■ Given exercise
Can you print the lines word for word, starting with the very first one and stopping after the line that contains "[[[82,138],[84,137],[84,120],[82,120]]]", with that line included and the pictures left out?

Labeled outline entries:
★ ★ ★ ★

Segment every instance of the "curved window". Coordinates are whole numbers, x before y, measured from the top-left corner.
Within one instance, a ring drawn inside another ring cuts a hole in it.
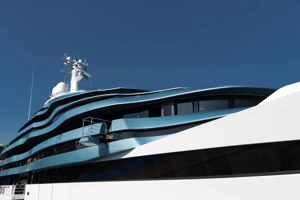
[[[299,156],[300,140],[252,144],[57,168],[32,172],[33,179],[28,178],[29,183],[48,184],[292,174],[300,170]]]
[[[261,101],[251,100],[234,100],[234,108],[252,107],[258,105]]]
[[[198,102],[199,112],[215,110],[230,108],[230,100],[208,100]]]

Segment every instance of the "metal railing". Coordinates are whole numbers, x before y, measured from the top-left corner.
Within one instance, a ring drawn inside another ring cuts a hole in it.
[[[106,134],[107,126],[106,122],[112,122],[111,121],[90,116],[83,118],[82,138],[100,134],[102,131],[104,134]]]
[[[24,184],[0,186],[0,196],[14,196],[14,195],[24,195],[24,193],[25,185]]]

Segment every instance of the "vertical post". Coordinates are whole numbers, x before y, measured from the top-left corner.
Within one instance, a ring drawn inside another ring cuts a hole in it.
[[[92,136],[92,118],[90,118],[90,136]]]
[[[28,113],[28,120],[29,121],[29,118],[30,118],[30,109],[31,108],[31,100],[32,96],[32,87],[34,86],[34,71],[32,72],[32,90],[31,92],[30,93],[30,102],[29,102],[29,112]]]
[[[82,138],[84,137],[84,120],[82,120]]]

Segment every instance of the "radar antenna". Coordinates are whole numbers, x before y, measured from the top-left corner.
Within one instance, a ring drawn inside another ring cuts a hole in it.
[[[86,70],[82,68],[82,66],[88,66],[88,64],[86,63],[87,60],[84,59],[84,62],[81,59],[74,58],[72,60],[71,57],[68,56],[68,54],[64,54],[65,58],[63,58],[62,60],[66,61],[64,62],[65,64],[69,65],[70,63],[72,63],[72,68],[73,69],[71,71],[66,72],[66,70],[62,70],[62,72],[70,74],[72,74],[71,82],[70,84],[70,92],[74,92],[78,91],[78,83],[84,76],[92,77],[92,74],[88,72]]]

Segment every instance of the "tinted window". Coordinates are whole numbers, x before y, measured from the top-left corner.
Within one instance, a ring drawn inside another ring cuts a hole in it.
[[[252,107],[256,106],[260,102],[256,100],[234,100],[234,107]]]
[[[148,110],[124,114],[124,116],[123,116],[123,118],[146,118],[148,117],[149,117],[149,112]]]
[[[297,155],[300,144],[287,142],[248,144],[93,162],[36,172],[32,182],[185,178],[292,172],[300,170]],[[11,176],[10,182],[18,182],[18,176]],[[6,182],[8,177],[1,178],[2,181]]]
[[[187,102],[177,104],[177,114],[192,113],[192,103]]]
[[[200,112],[229,108],[228,100],[202,100],[198,103]]]
[[[164,106],[164,116],[172,115],[172,105],[168,104]]]

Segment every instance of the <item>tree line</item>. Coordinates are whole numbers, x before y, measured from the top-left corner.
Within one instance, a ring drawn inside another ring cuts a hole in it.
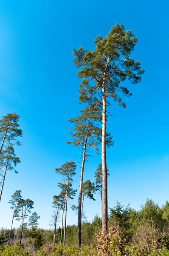
[[[72,139],[67,142],[68,145],[71,144],[79,147],[82,152],[80,156],[82,161],[81,174],[78,203],[78,206],[75,207],[78,209],[78,247],[81,245],[84,198],[87,196],[94,200],[92,194],[94,189],[97,190],[101,195],[102,230],[105,235],[108,233],[107,176],[109,175],[106,148],[113,145],[114,143],[112,135],[107,129],[108,116],[111,115],[108,110],[112,102],[126,108],[122,96],[129,97],[132,96],[132,93],[127,87],[121,85],[122,82],[128,80],[131,84],[137,84],[141,81],[141,76],[144,71],[141,68],[140,62],[135,61],[130,57],[137,42],[137,38],[132,30],[125,31],[122,25],[116,24],[104,38],[96,36],[94,41],[96,47],[94,50],[91,51],[88,49],[84,49],[82,47],[78,50],[73,49],[73,61],[79,69],[78,77],[81,79],[79,99],[83,108],[80,111],[79,115],[69,120],[73,125],[70,131]],[[20,161],[14,154],[14,148],[15,145],[20,145],[17,138],[22,136],[22,131],[19,128],[19,116],[15,113],[8,114],[3,116],[0,122],[0,166],[3,178],[0,200],[7,170],[14,169],[17,163]],[[92,186],[93,188],[94,186],[91,182],[90,183],[90,181],[86,181],[85,183],[83,180],[85,164],[91,151],[101,157],[101,163],[99,164],[97,172],[95,175],[96,186],[93,189],[91,188]],[[70,161],[56,169],[56,173],[62,176],[63,181],[58,184],[60,193],[54,197],[53,203],[56,210],[54,229],[54,244],[58,214],[62,211],[60,242],[62,242],[63,239],[63,244],[65,244],[68,201],[69,199],[74,198],[77,192],[72,187],[73,177],[76,174],[76,163]],[[87,191],[89,186],[90,186],[90,191],[88,193]],[[18,201],[18,206],[22,200]],[[22,215],[22,217],[21,215],[18,217],[17,219],[21,219],[22,223],[25,212],[24,211],[27,207],[27,203],[28,201],[23,202],[22,206],[20,207]],[[32,205],[32,204],[31,207],[33,207]],[[29,211],[31,209],[28,208],[27,210]],[[62,239],[64,213],[65,228]],[[26,215],[25,214],[25,216]]]

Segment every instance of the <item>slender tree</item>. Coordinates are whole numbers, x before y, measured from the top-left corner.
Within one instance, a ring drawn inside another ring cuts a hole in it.
[[[17,137],[22,136],[22,130],[19,129],[20,116],[16,113],[7,114],[0,120],[0,154],[3,149],[11,143],[20,145]]]
[[[87,198],[95,201],[93,198],[93,194],[95,194],[95,186],[94,182],[91,182],[90,180],[87,180],[83,183],[82,190],[82,204],[81,209],[81,222],[82,223],[82,218],[83,212],[83,204],[84,198]]]
[[[57,219],[59,213],[62,209],[65,199],[65,195],[63,192],[61,192],[59,195],[54,196],[54,201],[52,203],[53,207],[56,209],[56,214],[55,214],[54,225],[54,245],[55,245],[56,242],[56,230]]]
[[[124,31],[122,25],[116,24],[103,38],[97,36],[93,51],[80,47],[73,50],[73,61],[78,68],[82,67],[78,76],[82,79],[79,87],[79,99],[87,102],[93,98],[102,109],[101,157],[103,173],[102,220],[102,230],[108,231],[107,175],[106,163],[106,125],[107,107],[113,98],[118,105],[126,107],[119,93],[127,96],[132,94],[121,83],[128,79],[132,84],[141,81],[144,70],[139,61],[134,61],[130,55],[133,50],[137,38],[131,30]]]
[[[31,227],[32,230],[37,229],[39,224],[38,221],[40,218],[40,216],[38,216],[37,213],[34,212],[32,215],[29,217],[28,226]]]
[[[75,172],[76,165],[74,162],[70,161],[67,162],[62,164],[61,167],[56,169],[56,173],[63,174],[65,177],[66,183],[65,185],[65,228],[63,237],[63,245],[66,244],[66,218],[68,206],[68,198],[73,199],[75,196],[76,190],[73,190],[72,186],[72,177],[76,174]]]
[[[21,221],[20,244],[22,242],[23,227],[25,224],[24,223],[25,219],[28,216],[28,214],[31,213],[31,209],[34,208],[33,205],[34,202],[29,198],[26,200],[21,199],[18,203],[14,217],[16,218],[17,221]]]
[[[60,244],[61,244],[62,240],[62,233],[63,233],[63,218],[64,214],[64,210],[65,209],[65,200],[66,198],[66,193],[65,192],[65,172],[64,169],[61,168],[56,168],[56,173],[61,175],[63,177],[63,182],[58,183],[58,186],[59,187],[62,191],[63,195],[64,195],[63,206],[62,208],[62,224],[61,224],[61,233],[60,236]]]
[[[9,244],[10,240],[11,239],[11,233],[12,231],[13,223],[14,221],[14,216],[15,214],[15,211],[16,211],[16,209],[17,206],[17,204],[19,201],[20,200],[20,199],[21,199],[21,198],[22,197],[21,196],[21,195],[20,195],[21,192],[22,192],[22,191],[21,190],[16,190],[14,192],[14,195],[12,195],[11,196],[11,199],[10,200],[9,200],[9,201],[8,202],[8,203],[11,204],[11,207],[10,207],[11,209],[12,209],[13,210],[14,210],[14,213],[13,213],[13,217],[12,217],[12,223],[11,224],[11,230],[10,230],[10,234],[9,234],[9,240],[8,241],[8,244]]]
[[[97,122],[101,120],[101,109],[99,106],[98,108],[99,104],[97,101],[88,100],[88,105],[85,106],[84,109],[80,111],[80,115],[69,120],[73,124],[74,128],[70,131],[72,137],[72,141],[67,142],[68,144],[73,143],[73,145],[79,147],[82,151],[78,203],[78,247],[80,247],[81,243],[81,209],[84,164],[86,161],[87,160],[87,154],[89,152],[93,151],[97,154],[99,153],[98,145],[100,144],[101,139],[101,129],[98,127],[97,124]],[[113,143],[110,134],[107,134],[107,143],[109,146]]]
[[[3,180],[2,182],[1,182],[0,202],[7,172],[14,170],[17,164],[20,162],[20,159],[15,156],[13,145],[12,144],[10,144],[6,149],[3,151],[1,154],[0,159],[0,175],[2,177]],[[15,173],[17,173],[17,171],[15,170],[14,171]]]
[[[108,173],[108,170],[107,170],[107,177],[110,176],[109,173]],[[96,191],[99,191],[99,193],[101,196],[101,206],[102,209],[102,188],[103,183],[103,175],[101,163],[99,163],[99,164],[98,167],[94,174],[94,177],[96,177],[95,190]]]

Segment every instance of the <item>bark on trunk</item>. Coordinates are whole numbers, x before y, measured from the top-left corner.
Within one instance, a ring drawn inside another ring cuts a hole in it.
[[[102,185],[100,186],[100,195],[101,196],[101,212],[102,212]]]
[[[14,214],[13,215],[13,217],[12,217],[12,223],[11,224],[11,230],[10,230],[10,231],[9,240],[8,241],[8,244],[9,244],[10,240],[10,239],[11,239],[11,233],[12,232],[12,226],[13,226],[13,222],[14,221],[14,216],[15,213],[16,207],[17,206],[17,200],[16,200],[15,207],[14,207]]]
[[[84,148],[83,149],[83,160],[82,163],[82,168],[81,168],[81,174],[80,176],[80,190],[79,190],[79,206],[78,206],[78,239],[77,239],[77,245],[79,248],[81,246],[81,223],[82,223],[82,212],[81,212],[81,208],[82,208],[82,184],[83,184],[83,173],[84,171],[84,166],[85,160],[86,160],[86,146],[87,144],[87,141],[88,137],[89,136],[89,128],[90,125],[90,119],[89,119],[89,128],[86,136]]]
[[[65,195],[64,200],[63,201],[63,210],[62,210],[62,218],[61,234],[61,236],[60,236],[60,244],[62,244],[62,233],[63,233],[63,215],[64,214],[64,208],[65,208],[65,198],[66,198],[66,195]]]
[[[103,174],[102,204],[102,229],[106,233],[108,233],[107,211],[107,175],[106,163],[106,99],[105,83],[107,72],[109,63],[108,57],[104,73],[102,83],[102,130],[101,143],[101,158]]]
[[[67,186],[66,188],[66,203],[65,204],[65,228],[64,228],[64,234],[63,236],[63,245],[66,244],[66,215],[67,212],[67,204],[68,204],[68,186],[69,183],[69,175],[68,174],[67,178]]]
[[[59,207],[59,204],[58,206],[57,207],[57,212],[56,215],[55,220],[55,224],[54,224],[54,246],[55,246],[55,242],[56,242],[56,229],[57,218],[57,215],[58,215]]]
[[[20,244],[21,244],[22,242],[22,239],[23,238],[23,221],[24,221],[24,220],[23,220],[22,222],[22,229],[21,229],[21,234],[20,235]]]
[[[2,194],[2,192],[3,192],[3,186],[4,185],[5,179],[5,177],[6,177],[6,171],[7,171],[7,170],[8,161],[9,161],[9,160],[8,159],[8,160],[7,160],[6,164],[6,168],[5,168],[5,172],[4,172],[4,175],[3,175],[3,183],[2,183],[1,189],[0,189],[0,200],[1,199]]]
[[[81,223],[82,223],[82,214],[83,213],[83,202],[84,201],[84,195],[83,196],[83,199],[82,201],[82,204],[81,215],[80,216],[80,221],[81,221]]]
[[[0,148],[0,154],[1,154],[1,151],[2,151],[3,148],[3,144],[4,143],[5,140],[6,139],[6,134],[7,134],[8,129],[8,126],[7,126],[7,127],[6,128],[6,131],[5,132],[4,137],[3,137],[3,140],[2,144],[1,144],[1,146]]]

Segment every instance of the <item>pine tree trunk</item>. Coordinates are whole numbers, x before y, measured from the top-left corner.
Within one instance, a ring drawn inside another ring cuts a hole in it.
[[[14,221],[14,216],[15,213],[15,210],[16,210],[16,207],[17,206],[17,199],[16,200],[15,207],[14,207],[14,214],[13,215],[13,218],[12,218],[12,223],[11,223],[11,230],[10,230],[10,232],[9,240],[8,241],[8,244],[9,244],[10,240],[10,239],[11,239],[11,231],[12,231],[12,226],[13,226],[13,222]]]
[[[65,208],[65,198],[66,198],[66,195],[65,195],[65,196],[64,200],[63,201],[63,210],[62,210],[62,218],[61,234],[61,236],[60,236],[60,244],[62,244],[62,233],[63,233],[63,215],[64,214],[64,208]]]
[[[3,144],[4,143],[5,140],[6,139],[6,134],[7,134],[8,129],[8,126],[7,127],[6,131],[5,132],[4,137],[3,137],[3,140],[2,144],[1,144],[1,146],[0,148],[0,154],[1,154],[1,151],[2,151],[3,148]]]
[[[3,183],[2,183],[1,188],[0,192],[0,200],[1,199],[2,194],[2,192],[3,192],[3,186],[4,185],[5,179],[5,177],[6,177],[6,171],[7,171],[7,170],[8,161],[9,161],[9,160],[8,159],[8,160],[7,160],[7,161],[6,162],[6,166],[5,167],[5,172],[4,172],[4,175],[3,177]]]
[[[24,221],[24,219],[23,219],[22,221],[22,228],[21,228],[21,233],[20,235],[20,244],[21,244],[22,242],[22,239],[23,238],[23,221]]]
[[[101,158],[103,174],[102,204],[102,229],[106,233],[108,233],[107,210],[107,174],[106,163],[106,99],[105,83],[107,71],[109,63],[108,57],[103,76],[102,83],[102,130],[101,141]]]
[[[66,217],[67,212],[67,205],[68,205],[68,186],[69,183],[69,175],[68,174],[67,178],[67,186],[66,188],[66,203],[65,205],[65,228],[64,228],[64,234],[63,236],[63,245],[66,244]]]
[[[54,246],[55,246],[55,242],[56,242],[56,229],[57,218],[57,215],[58,215],[59,207],[59,204],[58,206],[57,207],[57,212],[56,215],[55,219],[55,224],[54,224]]]
[[[102,185],[101,183],[100,185],[100,195],[101,196],[101,211],[102,211]]]
[[[81,224],[82,224],[82,214],[83,213],[83,202],[84,201],[84,195],[83,195],[83,199],[82,201],[82,204],[81,215],[80,216],[80,221],[81,221]]]
[[[89,128],[90,125],[90,119],[89,119]],[[82,208],[82,184],[83,184],[83,173],[84,171],[84,166],[85,160],[86,160],[86,146],[87,144],[87,141],[88,137],[89,136],[89,128],[86,134],[86,138],[85,139],[85,142],[84,145],[84,148],[83,149],[83,160],[82,163],[82,168],[81,168],[81,175],[80,176],[80,190],[79,190],[79,206],[78,206],[78,241],[77,241],[77,246],[79,248],[81,246],[81,223],[82,223],[82,217],[81,215],[82,213],[81,212],[81,208]]]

★ ★ ★ ★

■ Answer to this task
Segment every instance of the "curved window". Coordinates are whole numbers, x before y, measured from the top-left corner.
Within one instance, a ring drawn inside another ring cuts a hole in it.
[[[299,156],[300,140],[252,144],[57,168],[32,172],[33,179],[28,178],[29,183],[48,184],[292,174],[300,170]]]
[[[261,101],[251,100],[234,100],[234,108],[252,107],[258,105]]]
[[[198,102],[199,112],[215,110],[230,108],[230,100],[208,100]]]

Segment every instance of the "metal railing". Coordinates are whole numbers, x before y, measured from the top-left corner.
Within one instance, a ring drawn inside another ring cuts a hole in it.
[[[106,134],[107,126],[106,122],[112,122],[111,121],[90,116],[83,118],[82,138],[100,134],[102,131],[104,134]]]
[[[24,184],[0,186],[0,196],[14,196],[14,195],[24,195],[24,193],[25,185]]]

Segment every instance of the "vertical post". Coordinates are whole numbers, x before y, measured from the top-left corner.
Within one instance, a ring drawn inside another ring cuts a hole in it.
[[[92,136],[92,118],[90,118],[90,136]]]
[[[28,113],[28,120],[29,121],[29,118],[30,118],[30,109],[31,108],[31,100],[32,96],[32,87],[34,86],[34,71],[32,72],[32,90],[31,92],[30,93],[30,102],[29,102],[29,112]]]
[[[82,138],[84,137],[84,120],[82,120]]]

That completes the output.